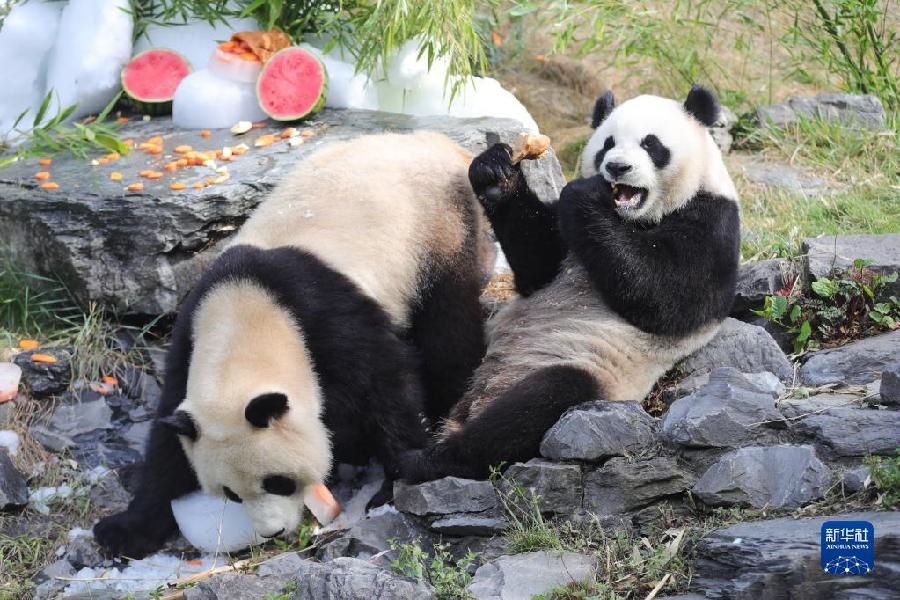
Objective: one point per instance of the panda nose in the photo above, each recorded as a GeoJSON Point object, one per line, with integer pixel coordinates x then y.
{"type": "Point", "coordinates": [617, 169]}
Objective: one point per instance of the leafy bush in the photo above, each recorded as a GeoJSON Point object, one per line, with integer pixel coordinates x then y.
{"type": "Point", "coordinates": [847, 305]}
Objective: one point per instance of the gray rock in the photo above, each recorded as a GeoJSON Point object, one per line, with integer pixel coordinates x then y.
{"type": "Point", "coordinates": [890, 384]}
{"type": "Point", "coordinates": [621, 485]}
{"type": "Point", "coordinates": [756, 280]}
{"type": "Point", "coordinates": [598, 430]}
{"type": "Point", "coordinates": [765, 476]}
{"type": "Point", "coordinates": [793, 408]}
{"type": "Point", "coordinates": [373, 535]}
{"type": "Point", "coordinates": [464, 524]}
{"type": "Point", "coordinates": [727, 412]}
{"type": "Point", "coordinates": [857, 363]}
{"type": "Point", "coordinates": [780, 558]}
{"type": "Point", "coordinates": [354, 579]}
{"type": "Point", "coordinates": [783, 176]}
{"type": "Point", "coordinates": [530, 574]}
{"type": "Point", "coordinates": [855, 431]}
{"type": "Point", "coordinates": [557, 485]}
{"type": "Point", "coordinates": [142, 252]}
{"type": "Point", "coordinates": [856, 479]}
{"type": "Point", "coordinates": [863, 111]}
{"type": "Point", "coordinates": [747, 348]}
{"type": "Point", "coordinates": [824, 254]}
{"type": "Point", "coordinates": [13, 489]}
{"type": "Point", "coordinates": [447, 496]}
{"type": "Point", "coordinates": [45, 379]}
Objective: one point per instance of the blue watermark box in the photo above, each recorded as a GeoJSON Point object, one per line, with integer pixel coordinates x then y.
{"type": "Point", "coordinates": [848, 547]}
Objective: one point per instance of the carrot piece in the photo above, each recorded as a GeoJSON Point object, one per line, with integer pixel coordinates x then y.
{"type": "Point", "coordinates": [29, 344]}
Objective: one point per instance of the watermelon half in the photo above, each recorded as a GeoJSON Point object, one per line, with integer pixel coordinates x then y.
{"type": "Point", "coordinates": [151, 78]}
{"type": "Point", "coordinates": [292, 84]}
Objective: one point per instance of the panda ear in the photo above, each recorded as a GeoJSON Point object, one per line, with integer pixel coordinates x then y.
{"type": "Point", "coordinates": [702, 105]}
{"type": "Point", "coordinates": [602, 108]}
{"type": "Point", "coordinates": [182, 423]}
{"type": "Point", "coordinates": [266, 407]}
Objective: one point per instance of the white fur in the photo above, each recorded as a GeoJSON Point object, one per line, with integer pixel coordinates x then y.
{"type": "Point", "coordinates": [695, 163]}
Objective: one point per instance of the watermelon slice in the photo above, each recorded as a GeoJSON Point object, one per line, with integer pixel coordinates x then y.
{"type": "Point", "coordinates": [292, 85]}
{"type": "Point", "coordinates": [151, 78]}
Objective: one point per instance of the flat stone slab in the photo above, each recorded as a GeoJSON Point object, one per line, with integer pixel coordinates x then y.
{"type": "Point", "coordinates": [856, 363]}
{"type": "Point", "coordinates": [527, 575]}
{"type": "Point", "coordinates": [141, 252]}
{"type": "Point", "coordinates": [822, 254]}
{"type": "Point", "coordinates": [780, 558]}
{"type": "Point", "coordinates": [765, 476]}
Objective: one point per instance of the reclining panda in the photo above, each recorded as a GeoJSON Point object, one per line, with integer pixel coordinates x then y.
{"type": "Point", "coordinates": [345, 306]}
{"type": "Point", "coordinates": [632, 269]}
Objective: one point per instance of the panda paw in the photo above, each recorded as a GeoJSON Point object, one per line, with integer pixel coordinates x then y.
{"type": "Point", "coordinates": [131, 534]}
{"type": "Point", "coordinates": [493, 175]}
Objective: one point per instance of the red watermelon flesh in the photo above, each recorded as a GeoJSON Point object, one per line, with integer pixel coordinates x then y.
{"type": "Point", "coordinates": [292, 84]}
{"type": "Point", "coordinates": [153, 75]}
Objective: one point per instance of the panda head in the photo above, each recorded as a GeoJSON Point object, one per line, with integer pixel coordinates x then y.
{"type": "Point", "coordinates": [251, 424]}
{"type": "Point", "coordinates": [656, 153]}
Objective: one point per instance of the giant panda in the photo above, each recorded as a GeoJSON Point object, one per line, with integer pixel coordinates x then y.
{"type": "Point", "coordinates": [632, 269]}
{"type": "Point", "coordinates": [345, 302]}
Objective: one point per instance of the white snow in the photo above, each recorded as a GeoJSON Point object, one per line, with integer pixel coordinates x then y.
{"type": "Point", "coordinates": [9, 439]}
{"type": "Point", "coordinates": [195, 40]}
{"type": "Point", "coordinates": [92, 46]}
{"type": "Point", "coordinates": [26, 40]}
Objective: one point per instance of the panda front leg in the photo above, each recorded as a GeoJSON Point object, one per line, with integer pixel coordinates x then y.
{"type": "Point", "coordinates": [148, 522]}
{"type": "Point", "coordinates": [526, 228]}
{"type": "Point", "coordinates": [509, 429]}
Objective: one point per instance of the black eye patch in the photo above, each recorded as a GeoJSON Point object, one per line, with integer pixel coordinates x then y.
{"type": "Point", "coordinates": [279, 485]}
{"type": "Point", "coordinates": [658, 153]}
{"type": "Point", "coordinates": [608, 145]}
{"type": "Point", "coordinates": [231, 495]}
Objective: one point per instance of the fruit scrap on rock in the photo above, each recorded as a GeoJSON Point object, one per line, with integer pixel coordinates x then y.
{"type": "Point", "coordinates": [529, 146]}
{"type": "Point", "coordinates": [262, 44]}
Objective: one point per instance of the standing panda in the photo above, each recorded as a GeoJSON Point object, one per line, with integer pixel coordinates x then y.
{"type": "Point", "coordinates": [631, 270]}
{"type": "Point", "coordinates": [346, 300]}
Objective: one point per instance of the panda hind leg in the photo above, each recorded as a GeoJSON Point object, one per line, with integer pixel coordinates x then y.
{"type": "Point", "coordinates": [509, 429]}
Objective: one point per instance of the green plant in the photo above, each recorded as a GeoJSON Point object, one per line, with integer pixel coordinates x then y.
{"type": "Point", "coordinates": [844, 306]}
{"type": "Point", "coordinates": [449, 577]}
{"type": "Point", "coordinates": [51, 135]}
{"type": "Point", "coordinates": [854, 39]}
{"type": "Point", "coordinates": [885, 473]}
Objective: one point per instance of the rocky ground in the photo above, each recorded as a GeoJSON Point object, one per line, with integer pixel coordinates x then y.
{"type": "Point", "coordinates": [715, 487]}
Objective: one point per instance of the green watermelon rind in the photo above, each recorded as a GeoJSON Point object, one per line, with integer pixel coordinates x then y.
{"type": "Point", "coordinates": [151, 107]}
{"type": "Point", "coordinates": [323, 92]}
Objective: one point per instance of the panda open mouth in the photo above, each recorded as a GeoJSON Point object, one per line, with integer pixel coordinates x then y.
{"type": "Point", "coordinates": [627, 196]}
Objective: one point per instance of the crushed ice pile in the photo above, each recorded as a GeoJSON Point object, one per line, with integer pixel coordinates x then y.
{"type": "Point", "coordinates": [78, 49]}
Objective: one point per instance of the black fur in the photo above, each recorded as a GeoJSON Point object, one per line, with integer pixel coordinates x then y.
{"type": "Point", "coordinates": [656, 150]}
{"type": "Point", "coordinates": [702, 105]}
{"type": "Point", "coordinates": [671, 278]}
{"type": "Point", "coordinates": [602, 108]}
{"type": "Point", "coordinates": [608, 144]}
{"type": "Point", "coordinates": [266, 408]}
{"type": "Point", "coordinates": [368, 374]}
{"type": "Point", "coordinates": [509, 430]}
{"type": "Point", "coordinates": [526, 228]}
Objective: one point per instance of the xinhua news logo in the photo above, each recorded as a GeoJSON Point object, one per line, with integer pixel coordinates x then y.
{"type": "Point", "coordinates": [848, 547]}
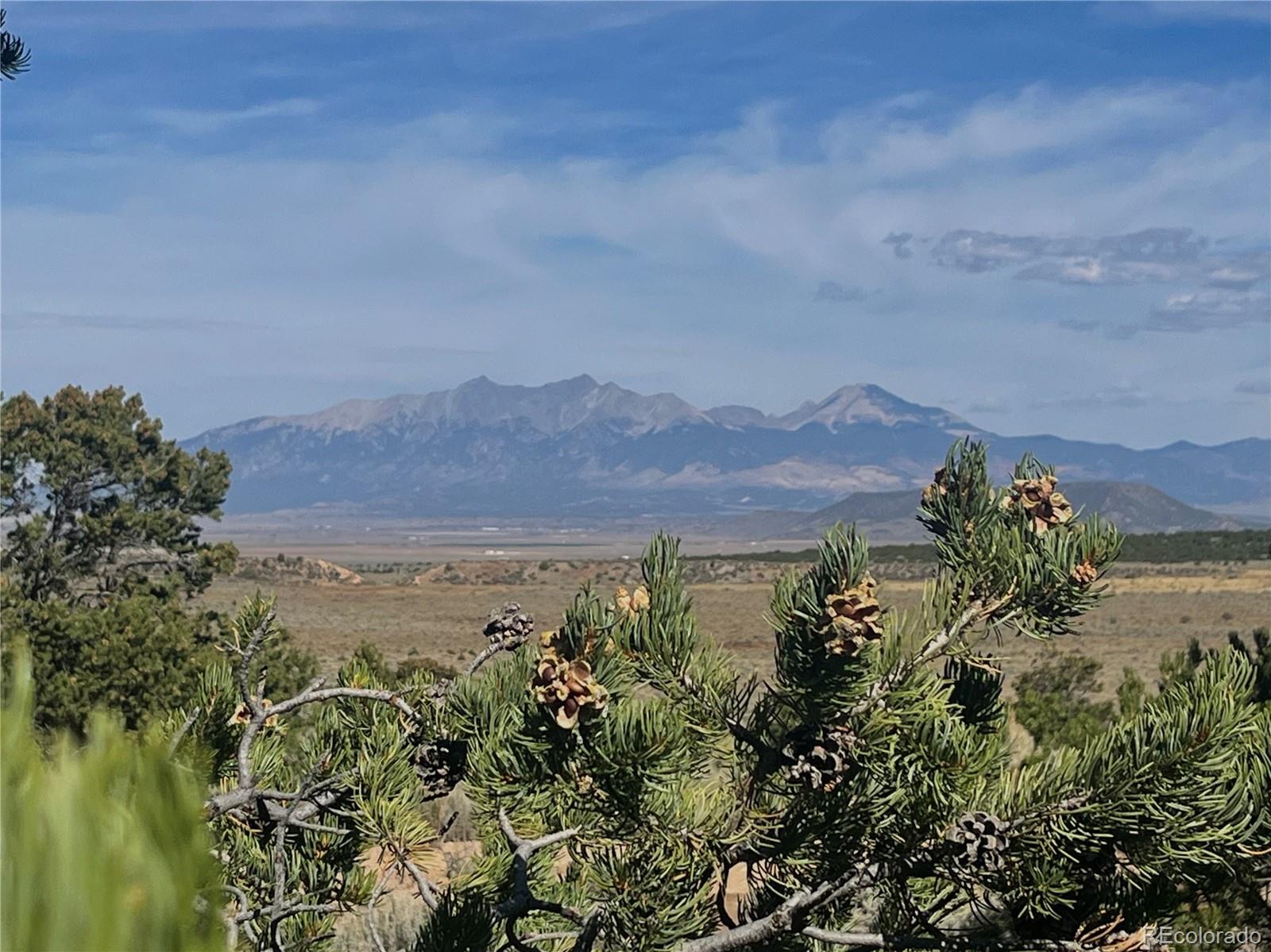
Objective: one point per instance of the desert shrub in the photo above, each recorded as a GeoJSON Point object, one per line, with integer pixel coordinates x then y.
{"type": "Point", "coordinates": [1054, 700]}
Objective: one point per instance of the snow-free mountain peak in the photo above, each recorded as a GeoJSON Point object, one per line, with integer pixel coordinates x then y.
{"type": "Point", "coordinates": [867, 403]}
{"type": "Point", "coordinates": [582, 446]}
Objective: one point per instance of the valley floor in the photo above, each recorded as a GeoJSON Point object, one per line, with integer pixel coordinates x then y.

——————————

> [Exercise goal]
Locate the line containing "Objective: one point per instance of the xinhua" in the material above, then repeat it and every later line exactly, with no pictures.

> [Output]
Objective: one point per instance of the xinhua news logo in the photo above, each recorded as a GeoJSON Point object, one per line, with integer pixel coordinates x then y.
{"type": "Point", "coordinates": [848, 547]}
Objective: one point per instance of the desert shrub in the photo above, each recorded as a GeoJSON Point object, one per line, with integer pixel coordinates x then y.
{"type": "Point", "coordinates": [1054, 700]}
Objective: one point per instance of the snow-free mountain peak in the photo above, each recorded as a GeoJSON Point object, one per line, with integer pixel coordinates x then y.
{"type": "Point", "coordinates": [867, 403]}
{"type": "Point", "coordinates": [582, 446]}
Objective: one point per instance of the valley floor in the photo above, each recorded as a GeoJSON Point object, one per line, with integer pixel coordinates x then y.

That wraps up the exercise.